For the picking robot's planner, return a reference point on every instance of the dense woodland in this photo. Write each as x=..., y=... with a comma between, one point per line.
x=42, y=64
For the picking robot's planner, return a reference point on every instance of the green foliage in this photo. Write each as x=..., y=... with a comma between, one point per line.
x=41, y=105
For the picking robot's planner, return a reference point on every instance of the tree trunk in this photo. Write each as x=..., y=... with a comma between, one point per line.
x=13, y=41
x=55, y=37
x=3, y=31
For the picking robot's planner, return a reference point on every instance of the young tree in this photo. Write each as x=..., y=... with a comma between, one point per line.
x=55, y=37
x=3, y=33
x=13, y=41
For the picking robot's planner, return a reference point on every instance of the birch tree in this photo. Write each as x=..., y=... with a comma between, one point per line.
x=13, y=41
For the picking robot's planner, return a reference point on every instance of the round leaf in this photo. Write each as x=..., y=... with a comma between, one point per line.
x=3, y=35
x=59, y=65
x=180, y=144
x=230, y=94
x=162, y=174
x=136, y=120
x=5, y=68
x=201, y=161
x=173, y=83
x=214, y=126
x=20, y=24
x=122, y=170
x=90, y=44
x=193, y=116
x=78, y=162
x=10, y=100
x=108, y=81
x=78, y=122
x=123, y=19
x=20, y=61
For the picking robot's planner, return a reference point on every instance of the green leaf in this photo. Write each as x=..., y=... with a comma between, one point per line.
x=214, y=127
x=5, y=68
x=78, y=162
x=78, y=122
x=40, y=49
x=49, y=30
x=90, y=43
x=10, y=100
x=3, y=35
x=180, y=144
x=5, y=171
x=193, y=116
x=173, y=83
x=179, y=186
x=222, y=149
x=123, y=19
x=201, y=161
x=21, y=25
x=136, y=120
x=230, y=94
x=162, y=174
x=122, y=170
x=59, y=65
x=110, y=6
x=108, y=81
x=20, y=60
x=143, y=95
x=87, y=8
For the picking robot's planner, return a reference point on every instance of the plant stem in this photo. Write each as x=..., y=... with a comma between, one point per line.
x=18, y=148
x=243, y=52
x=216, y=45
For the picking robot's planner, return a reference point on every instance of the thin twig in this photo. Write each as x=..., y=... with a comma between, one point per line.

------------

--- CONSEGNA ---
Ricopia senza alcuna modifica tutti i record riportati sopra, riga per riga.

--- SOLUZIONE ---
For the picking robot's planner, return a reference point on every instance of the dense woodland in this photo. Write each as x=..., y=... with a comma between, one point per line.
x=42, y=64
For the picking robot's planner, return a reference point on every instance of the green foliage in this photo. Write each as x=..., y=... with a comma between, one point per line.
x=41, y=105
For the picking robot's planner, return a reference point on every instance of the tree trunk in this photo. Write each as x=..., y=... with a comma between, one point per line.
x=13, y=41
x=55, y=37
x=3, y=31
For the picking robot's planner, return a reference point on every instance of the young tree in this photo. Write each as x=..., y=... with a comma between, one point per line.
x=55, y=37
x=3, y=33
x=13, y=41
For the picking robot's planner, return a reference point on every instance of the birch tree in this photo. Write each as x=..., y=... with a comma between, one point per line.
x=13, y=41
For the picking robot's planner, return a reference point on every instance of the round leaf in this photo. Write each as x=..., y=... with a comma between, one point per line.
x=3, y=35
x=59, y=65
x=180, y=144
x=230, y=94
x=162, y=174
x=136, y=120
x=5, y=68
x=201, y=161
x=173, y=83
x=214, y=126
x=20, y=24
x=122, y=170
x=90, y=44
x=193, y=116
x=78, y=162
x=10, y=100
x=108, y=81
x=78, y=122
x=123, y=19
x=20, y=61
For the picking robot's planner, return a reference point on every instance of the green leaf in this photo. Write each as x=..., y=... with a comma between, one point per line.
x=214, y=127
x=5, y=68
x=78, y=162
x=78, y=122
x=40, y=49
x=49, y=30
x=90, y=43
x=10, y=100
x=3, y=35
x=180, y=144
x=5, y=171
x=193, y=116
x=173, y=83
x=179, y=186
x=222, y=149
x=123, y=19
x=201, y=161
x=21, y=25
x=136, y=120
x=230, y=94
x=162, y=174
x=122, y=170
x=59, y=65
x=110, y=6
x=108, y=81
x=20, y=60
x=143, y=95
x=87, y=8
For the picking robot's planner, return a reference point on every instance of the plant stem in this photo. Write each as x=..., y=... with a comma between, one point per line.
x=18, y=148
x=243, y=52
x=216, y=45
For the picking robot's planner, return a reference point on every instance of the thin twig in this photo. Write each as x=..., y=... with a comma between, one point per line.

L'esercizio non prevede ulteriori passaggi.